What to work on: Repeat the following data word for word, everything from the line that contains "of the welcome" down through the end of the data, both ends included.

Input for this task:
☆ ☆ ☆ ☆ ☆

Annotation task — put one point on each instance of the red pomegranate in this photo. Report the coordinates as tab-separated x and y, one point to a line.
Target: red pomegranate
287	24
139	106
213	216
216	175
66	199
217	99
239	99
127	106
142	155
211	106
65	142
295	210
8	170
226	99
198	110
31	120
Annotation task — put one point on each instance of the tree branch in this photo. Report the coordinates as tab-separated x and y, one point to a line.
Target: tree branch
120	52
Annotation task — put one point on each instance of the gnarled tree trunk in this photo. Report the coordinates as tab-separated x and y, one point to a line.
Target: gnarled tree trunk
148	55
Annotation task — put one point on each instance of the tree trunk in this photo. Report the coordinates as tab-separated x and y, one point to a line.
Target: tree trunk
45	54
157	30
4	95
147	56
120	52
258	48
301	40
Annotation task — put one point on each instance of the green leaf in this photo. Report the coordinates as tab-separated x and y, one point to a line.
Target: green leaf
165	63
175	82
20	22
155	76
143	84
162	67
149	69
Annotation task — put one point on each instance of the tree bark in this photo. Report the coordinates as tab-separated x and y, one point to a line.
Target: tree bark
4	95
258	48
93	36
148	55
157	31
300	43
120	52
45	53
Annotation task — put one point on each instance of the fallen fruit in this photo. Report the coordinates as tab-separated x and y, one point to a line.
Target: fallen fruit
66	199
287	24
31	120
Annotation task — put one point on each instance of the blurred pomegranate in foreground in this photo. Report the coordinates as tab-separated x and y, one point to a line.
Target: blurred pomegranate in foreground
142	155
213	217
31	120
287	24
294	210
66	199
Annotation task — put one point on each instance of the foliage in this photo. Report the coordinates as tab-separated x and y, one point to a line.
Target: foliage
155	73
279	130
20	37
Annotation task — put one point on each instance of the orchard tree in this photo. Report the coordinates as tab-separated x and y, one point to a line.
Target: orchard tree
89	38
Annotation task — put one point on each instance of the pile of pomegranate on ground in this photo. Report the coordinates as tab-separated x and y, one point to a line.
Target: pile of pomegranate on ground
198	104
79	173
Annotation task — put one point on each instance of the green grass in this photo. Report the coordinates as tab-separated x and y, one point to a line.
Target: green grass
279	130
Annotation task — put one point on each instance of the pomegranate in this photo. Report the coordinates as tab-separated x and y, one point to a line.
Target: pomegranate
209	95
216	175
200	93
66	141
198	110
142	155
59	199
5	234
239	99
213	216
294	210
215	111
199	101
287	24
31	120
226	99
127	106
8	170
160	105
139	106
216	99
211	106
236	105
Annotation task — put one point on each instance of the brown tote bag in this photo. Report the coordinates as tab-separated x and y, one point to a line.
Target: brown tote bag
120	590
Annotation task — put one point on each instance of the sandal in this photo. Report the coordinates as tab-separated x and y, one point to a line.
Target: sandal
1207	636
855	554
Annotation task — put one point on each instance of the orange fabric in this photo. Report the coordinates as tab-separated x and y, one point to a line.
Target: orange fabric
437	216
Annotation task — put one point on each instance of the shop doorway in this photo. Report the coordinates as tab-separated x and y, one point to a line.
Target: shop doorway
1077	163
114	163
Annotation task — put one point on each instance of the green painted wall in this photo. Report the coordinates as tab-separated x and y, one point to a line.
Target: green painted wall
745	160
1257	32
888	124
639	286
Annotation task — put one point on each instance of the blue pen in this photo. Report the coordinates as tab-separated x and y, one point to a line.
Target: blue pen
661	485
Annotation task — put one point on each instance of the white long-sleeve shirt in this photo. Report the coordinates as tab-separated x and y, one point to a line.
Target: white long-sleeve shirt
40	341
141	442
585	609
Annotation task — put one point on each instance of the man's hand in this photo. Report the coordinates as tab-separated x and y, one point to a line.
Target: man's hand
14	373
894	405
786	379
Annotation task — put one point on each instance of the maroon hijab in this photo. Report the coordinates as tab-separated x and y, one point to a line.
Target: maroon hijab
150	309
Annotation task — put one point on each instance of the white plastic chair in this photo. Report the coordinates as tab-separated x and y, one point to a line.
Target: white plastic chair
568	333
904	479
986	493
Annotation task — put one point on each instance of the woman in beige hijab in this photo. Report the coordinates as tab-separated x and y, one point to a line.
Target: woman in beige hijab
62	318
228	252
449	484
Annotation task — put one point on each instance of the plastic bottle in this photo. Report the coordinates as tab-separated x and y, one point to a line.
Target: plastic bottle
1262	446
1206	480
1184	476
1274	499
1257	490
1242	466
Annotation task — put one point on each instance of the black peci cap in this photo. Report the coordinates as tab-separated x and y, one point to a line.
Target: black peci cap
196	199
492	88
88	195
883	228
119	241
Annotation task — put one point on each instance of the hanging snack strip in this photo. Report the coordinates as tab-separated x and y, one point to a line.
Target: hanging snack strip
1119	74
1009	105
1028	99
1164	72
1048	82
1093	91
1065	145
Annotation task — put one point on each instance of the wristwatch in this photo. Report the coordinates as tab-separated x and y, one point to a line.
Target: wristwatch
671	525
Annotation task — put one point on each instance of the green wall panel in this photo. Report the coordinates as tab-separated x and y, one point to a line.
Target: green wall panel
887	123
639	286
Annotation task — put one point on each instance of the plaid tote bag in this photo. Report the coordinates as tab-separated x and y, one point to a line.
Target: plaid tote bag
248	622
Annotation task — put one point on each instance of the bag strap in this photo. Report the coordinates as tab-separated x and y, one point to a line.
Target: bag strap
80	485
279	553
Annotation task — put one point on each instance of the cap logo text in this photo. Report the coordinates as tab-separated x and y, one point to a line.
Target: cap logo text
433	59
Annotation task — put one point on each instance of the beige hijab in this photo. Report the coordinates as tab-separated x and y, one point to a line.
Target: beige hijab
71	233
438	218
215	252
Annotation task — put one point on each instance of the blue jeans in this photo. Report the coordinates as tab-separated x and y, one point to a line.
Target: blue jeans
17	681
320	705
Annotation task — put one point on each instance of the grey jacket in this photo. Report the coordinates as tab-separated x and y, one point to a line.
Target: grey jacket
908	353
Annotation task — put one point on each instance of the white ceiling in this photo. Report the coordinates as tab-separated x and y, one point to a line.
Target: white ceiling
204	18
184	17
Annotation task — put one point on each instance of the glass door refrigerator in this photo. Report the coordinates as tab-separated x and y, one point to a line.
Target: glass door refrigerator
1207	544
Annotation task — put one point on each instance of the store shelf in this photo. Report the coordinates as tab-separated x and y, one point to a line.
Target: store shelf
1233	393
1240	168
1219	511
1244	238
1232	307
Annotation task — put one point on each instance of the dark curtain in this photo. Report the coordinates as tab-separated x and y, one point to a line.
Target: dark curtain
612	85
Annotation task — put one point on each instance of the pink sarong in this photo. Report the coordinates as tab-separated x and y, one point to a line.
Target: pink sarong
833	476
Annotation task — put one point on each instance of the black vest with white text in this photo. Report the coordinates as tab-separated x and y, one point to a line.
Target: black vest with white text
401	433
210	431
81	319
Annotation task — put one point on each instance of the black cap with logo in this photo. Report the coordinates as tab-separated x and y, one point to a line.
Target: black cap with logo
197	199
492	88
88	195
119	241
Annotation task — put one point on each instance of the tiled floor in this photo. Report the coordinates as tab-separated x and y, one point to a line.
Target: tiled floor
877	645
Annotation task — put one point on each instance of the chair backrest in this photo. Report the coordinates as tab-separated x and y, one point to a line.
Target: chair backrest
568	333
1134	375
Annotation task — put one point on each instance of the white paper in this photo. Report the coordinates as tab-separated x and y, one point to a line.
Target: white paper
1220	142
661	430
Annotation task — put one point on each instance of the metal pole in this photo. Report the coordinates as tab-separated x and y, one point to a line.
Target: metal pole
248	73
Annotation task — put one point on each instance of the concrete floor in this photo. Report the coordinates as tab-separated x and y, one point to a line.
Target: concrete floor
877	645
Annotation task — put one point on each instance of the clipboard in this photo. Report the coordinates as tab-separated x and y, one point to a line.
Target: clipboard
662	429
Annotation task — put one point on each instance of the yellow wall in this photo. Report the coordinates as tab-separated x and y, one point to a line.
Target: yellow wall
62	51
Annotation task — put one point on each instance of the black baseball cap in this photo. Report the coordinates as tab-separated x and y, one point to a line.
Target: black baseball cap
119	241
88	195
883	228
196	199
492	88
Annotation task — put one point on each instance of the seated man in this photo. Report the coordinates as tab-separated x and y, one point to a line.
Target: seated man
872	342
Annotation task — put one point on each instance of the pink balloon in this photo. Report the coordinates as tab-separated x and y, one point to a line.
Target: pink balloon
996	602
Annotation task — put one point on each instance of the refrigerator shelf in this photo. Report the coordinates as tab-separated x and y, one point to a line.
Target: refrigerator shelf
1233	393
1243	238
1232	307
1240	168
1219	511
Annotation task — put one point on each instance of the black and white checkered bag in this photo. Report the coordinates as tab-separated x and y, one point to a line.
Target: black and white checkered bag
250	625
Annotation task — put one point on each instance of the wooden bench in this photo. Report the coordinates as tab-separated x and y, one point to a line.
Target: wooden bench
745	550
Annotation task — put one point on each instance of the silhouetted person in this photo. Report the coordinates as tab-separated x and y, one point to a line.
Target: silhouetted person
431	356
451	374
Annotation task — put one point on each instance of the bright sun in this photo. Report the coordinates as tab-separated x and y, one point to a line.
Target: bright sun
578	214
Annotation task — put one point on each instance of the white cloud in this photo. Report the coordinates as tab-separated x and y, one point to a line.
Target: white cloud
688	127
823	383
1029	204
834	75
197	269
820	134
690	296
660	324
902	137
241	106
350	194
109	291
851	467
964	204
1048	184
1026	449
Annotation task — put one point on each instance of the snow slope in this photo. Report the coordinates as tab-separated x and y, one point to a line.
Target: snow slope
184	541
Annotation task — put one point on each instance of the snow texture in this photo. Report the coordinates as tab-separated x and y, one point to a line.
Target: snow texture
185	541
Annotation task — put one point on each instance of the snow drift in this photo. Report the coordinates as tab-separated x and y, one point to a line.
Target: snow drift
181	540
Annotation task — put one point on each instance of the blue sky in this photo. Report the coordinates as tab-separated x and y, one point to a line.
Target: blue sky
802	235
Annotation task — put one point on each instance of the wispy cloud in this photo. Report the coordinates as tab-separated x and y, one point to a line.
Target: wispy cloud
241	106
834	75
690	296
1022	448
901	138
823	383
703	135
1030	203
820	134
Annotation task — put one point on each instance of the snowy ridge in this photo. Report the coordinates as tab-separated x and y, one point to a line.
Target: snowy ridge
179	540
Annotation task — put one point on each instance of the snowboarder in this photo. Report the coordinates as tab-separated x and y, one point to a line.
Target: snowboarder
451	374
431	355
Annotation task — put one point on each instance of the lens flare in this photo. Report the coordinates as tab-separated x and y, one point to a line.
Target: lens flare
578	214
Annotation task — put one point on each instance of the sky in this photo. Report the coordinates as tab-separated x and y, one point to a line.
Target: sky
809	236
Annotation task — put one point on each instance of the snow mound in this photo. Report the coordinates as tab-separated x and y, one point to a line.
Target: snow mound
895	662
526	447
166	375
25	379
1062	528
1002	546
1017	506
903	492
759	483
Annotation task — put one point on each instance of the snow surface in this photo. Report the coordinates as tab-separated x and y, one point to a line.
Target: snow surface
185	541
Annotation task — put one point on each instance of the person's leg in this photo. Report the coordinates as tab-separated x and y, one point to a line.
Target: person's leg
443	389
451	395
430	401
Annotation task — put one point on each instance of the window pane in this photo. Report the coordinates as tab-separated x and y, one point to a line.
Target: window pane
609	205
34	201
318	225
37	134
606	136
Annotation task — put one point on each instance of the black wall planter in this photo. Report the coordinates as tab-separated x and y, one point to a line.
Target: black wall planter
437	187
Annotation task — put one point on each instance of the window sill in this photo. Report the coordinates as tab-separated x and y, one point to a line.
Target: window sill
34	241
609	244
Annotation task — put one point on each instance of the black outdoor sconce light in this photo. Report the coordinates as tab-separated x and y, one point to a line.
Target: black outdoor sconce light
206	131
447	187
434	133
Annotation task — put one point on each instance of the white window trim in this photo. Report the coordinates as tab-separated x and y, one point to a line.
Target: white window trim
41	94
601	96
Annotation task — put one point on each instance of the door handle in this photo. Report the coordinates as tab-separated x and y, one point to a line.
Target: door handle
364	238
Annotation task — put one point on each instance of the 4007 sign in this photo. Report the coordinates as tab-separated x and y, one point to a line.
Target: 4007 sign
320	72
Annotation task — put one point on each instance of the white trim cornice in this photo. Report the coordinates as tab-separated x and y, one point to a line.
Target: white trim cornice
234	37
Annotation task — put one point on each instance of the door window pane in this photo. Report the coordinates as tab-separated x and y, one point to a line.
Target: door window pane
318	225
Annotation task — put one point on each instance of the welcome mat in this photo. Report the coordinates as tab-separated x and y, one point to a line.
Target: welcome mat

☆ ☆ ☆ ☆ ☆

Exercise response:
Annotation task — put one point on each instance of the welcome mat in this photo. Report the coordinates as tab-separated x and y, one point to a line.
Target: welcome mat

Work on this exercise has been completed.